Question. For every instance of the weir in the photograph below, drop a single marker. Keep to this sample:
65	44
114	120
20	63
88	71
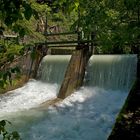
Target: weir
75	73
90	111
112	71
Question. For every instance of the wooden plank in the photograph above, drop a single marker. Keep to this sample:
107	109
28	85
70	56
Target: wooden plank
65	33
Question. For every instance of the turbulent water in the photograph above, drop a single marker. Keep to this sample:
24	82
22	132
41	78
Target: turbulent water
88	114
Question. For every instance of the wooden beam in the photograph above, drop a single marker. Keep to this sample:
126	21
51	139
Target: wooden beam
65	33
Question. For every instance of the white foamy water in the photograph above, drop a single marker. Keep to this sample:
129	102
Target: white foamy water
88	114
29	96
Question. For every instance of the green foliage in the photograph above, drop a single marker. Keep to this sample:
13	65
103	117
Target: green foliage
8	135
116	23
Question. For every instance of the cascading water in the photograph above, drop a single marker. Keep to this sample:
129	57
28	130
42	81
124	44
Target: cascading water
89	113
52	68
35	92
112	71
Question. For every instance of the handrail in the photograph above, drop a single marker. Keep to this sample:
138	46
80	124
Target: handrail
64	33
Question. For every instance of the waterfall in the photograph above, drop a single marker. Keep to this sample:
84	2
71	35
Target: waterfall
52	68
111	71
88	114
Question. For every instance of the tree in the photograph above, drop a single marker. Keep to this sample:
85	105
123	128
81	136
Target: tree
115	23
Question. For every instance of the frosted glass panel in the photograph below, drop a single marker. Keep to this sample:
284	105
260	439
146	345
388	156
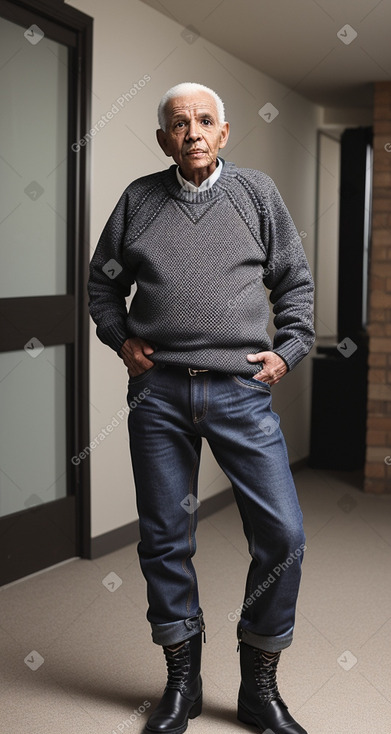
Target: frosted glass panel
33	428
33	163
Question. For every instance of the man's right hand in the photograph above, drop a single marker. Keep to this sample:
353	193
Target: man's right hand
134	354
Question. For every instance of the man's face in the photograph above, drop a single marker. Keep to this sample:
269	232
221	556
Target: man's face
193	134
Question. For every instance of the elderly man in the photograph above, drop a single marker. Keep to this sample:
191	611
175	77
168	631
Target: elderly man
201	240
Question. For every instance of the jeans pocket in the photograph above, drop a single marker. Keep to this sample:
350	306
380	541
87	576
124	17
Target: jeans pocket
144	376
250	384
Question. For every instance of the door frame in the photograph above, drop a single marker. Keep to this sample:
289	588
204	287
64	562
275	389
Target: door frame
65	523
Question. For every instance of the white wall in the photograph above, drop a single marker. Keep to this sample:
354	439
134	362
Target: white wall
326	305
132	40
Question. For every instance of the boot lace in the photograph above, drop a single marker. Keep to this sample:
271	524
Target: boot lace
178	667
265	669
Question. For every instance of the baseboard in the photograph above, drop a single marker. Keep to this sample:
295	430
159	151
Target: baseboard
127	534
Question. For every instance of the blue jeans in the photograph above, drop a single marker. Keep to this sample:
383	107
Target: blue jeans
170	411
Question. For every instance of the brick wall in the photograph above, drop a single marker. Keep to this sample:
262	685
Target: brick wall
377	469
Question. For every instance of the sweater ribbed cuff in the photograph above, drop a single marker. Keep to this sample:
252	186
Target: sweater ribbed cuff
114	335
292	352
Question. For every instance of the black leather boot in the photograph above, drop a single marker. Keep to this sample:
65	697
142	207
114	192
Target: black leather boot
182	697
260	703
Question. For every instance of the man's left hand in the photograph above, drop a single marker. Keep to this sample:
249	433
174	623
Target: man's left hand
273	368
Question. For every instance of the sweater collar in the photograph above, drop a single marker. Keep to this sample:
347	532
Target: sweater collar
174	188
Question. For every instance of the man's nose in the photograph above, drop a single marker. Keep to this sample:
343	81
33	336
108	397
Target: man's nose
193	132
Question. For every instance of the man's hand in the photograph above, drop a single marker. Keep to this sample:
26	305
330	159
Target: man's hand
273	368
134	354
+++++
Rewrite all of the records above, replacing "drop a single marker" with "place one point" and keeping everything else unchanged. Omit the pictures.

Question. For every instance of the weir in the photograph below, place one point. Keep to this sample:
65	44
114	120
20	63
88	71
Target: weir
75	73
90	111
112	71
Question. For every instance of the wooden plank in the photograph above, place one point. Keep to this sample:
107	109
28	85
70	56
Target: wooden plank
65	33
Question. For every instance of the turbulent water in the photograph above, place one point. Keep to this sample:
24	82
22	132
41	78
Target: turbulent water
88	114
Question. For every instance of the wooden beam in the photograph above, place one point. Keep to this sample:
126	21
51	139
Target: wooden beam
65	33
Question. For every instance of the white foamy water in the photograph above, place one point. Keep to this sample:
129	102
Target: white foamy water
88	114
29	96
Question. For every instance of the green foliage in the photograph above, place one point. Keep to this sample:
13	65
103	117
Target: green foliage
8	135
116	23
Question. For every instance of the cascading water in the photograph above, place one point. Keep to this sample:
129	57
28	130
42	81
124	44
Target: cascading water
89	113
52	68
35	92
112	71
Question. For every instance of the handrail in the photograph above, place one point. Keep to this sample:
138	46
80	124
Target: handrail
64	33
Question. For every instance of the waterfall in the photograph above, place one point. Keep to this sample:
84	2
71	35
Target: waterfall
52	68
111	71
88	114
Question. For every instance of the tree in the photograph above, place one point. Keep to this sample:
85	105
123	128
81	136
Target: tree
115	23
Question. For every instance of the frosted glass panel in the photograph below, place one point. Keep to this sample:
284	105
260	439
146	345
388	156
Target: frosted glass panel
33	428
33	163
Question. For every instance of the man's right hand in the photograph above, place one point. Keep to this sample:
353	193
Target: man's right hand
134	354
Question. For every instance of the man's face in the photograph above, place one point. Keep to this sample:
269	232
221	556
Target: man's face
193	134
Question. For every instance of the elderly man in the photograph above, place one point. Keep to this sample:
191	611
175	77
168	631
Target: elderly man
201	240
Question. For every instance of the jeans pocket in the photograph above, place one point. Keep to this sample:
350	306
380	541
87	576
124	17
Target: jeans pocket
144	376
250	384
Question. For every instance of the door frame in the photograph above, place one point. Keep to this sample:
289	588
204	287
64	562
275	389
Target: door frame
65	523
Question. For every instance of the white wall in the photograph above, place one point. Keep to this sample:
354	439
134	362
Target: white wall
326	305
132	40
Question. For every instance of the boot lace in the photograph above, place one point. Keep to this sample:
271	524
Target: boot lace
178	667
265	669
Question. For every instance of the baseboard in the photograph above, place one point. Keep to this sample:
295	430
159	151
Target: baseboard
127	534
Question. For every instance of the blue jeans in the photograph above, place one point. Keep to this sample:
383	107
Target: blue jeans
170	411
Question. For every instance of the brick wall in the photograph above, place one point. Keep to this sample:
262	685
Target: brick wall
377	469
Question. For every instance of the sweater ribbed cuff in the photograph above, place one point. Keep to this sample:
252	186
Target: sweater ribbed cuff
114	335
292	352
Question. For every instance of the black leather boot in the photograph above, place one point. Keep to this sample:
65	697
142	207
114	192
Target: black leather boot
182	697
260	703
Question. For every instance of the man's left hand in the photograph above, place one point. Keep to this sample:
249	433
174	623
Target: man's left hand
273	368
Question. For every instance of the sweater collar in the photograph above, place one point. Keep to this sample:
347	532
Target: sweater collar
174	188
Question. For every instance of the man's nose in the photograph above, place one point. Keep to this sample:
343	81
33	336
108	397
Target: man's nose
193	132
Question. For every instance of the man's hand in the photograph above, place one point. Keep to this sample:
26	305
330	159
Target: man's hand
273	368
134	354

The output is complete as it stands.